## Short exercise 1
Format the polygon-outline records below as a two-column CSV with the columns "request" and "answer." Give one row per request with its answer, put each field in double quotes with line breaks replaced by spaces, and leave out the pictures.

## Source document

-*-*-

Wednesday, September 21, 2011

The New Jersey Devils Season Opener: What to Expect

Tonight, the New Jersey Devils will take the ice in Albany, New York in their pre-season opener against their biggest rival, the New York Rangers. After a disappointing season, the Devils will look to rebound in a big way this season. Here's a look at the Devil's major events since the end of the 2009-2010 season:
- On September 4th 2010, the Devils and 26 year old Free Agent Ilya Kovalchuk agreed to one of the most lucrative contracts in NHL History - a 15 year deal $100 million. The original deal announced on July 1st of that year was a 17 year deal worth $102 million, was rejected by the NHL because it violated the current CBA.
-Longtime Devil, John MacLean is announced Head Coach after two-time Devils coach Jacques Lemaire announces his retirement.
- In November, Zach Parise, in the final year of his contract, injures his knee and is ruled out for several months.
- After a 9-22-2 start, the Devils fire John MacLean as Jacques Lemaire comes out of retirment to resume coaching.
- In April, Jacques Lemaire announced that he will not coach the following season.
- The Devils would miss the playoffs for the first time since 1995 and would not finish at .500 for the first time since 1990 despite and astonishing 26-7-3 run. In addition, for the first time in his career, after an injury plagued season, Martin Brodeur does not finish with a .500 record. They also would finish last in goals scored (by over 2o).

-*-*-

## Short exercise 2
Retype the Devils season-opener post, starting with "- The Devils" and going on through "(by over 2o).".

-*-*-

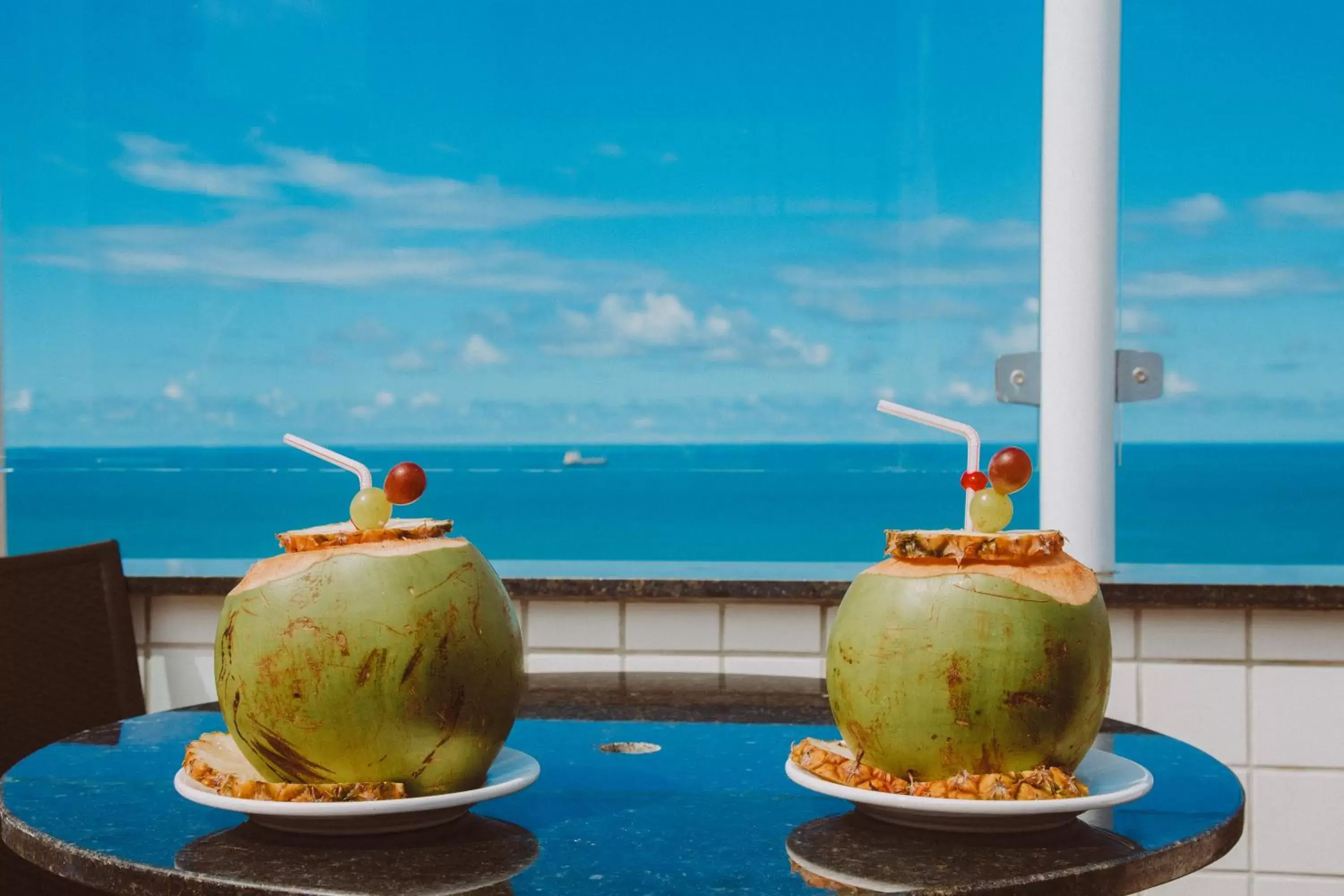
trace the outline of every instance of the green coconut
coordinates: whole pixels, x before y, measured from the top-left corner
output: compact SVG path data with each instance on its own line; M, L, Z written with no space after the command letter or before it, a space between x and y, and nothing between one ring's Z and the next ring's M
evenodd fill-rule
M282 553L226 598L215 684L230 733L270 780L449 793L485 780L513 727L523 639L465 539Z
M845 592L827 686L845 743L892 775L1071 772L1110 689L1097 576L1066 553L884 560Z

-*-*-

## Result 1
request,answer
"trace the outline of every instance of the green coconut coordinates: whole pixels, x before y, measured from the top-left corner output: compact SVG path data with each instance on its own line; M, L, Z written with no space after the command letter or before it, a space between x and y, and nothing between one ring's Z and the next ring's M evenodd fill-rule","M282 553L226 598L215 684L230 733L270 780L449 793L485 780L513 727L523 639L465 539Z M845 592L827 686L845 743L892 775L1071 772L1110 689L1097 576L1066 553L884 560Z"

## Result 2
- The Devils would miss the playoffs for the first time since 1995 and would not finish at .500 for the first time since 1990 despite and astonishing 26-7-3 run. In addition, for the first time in his career, after an injury plagued season, Martin Brodeur does not finish with a .500 record. They also would finish last in goals scored (by over 2o).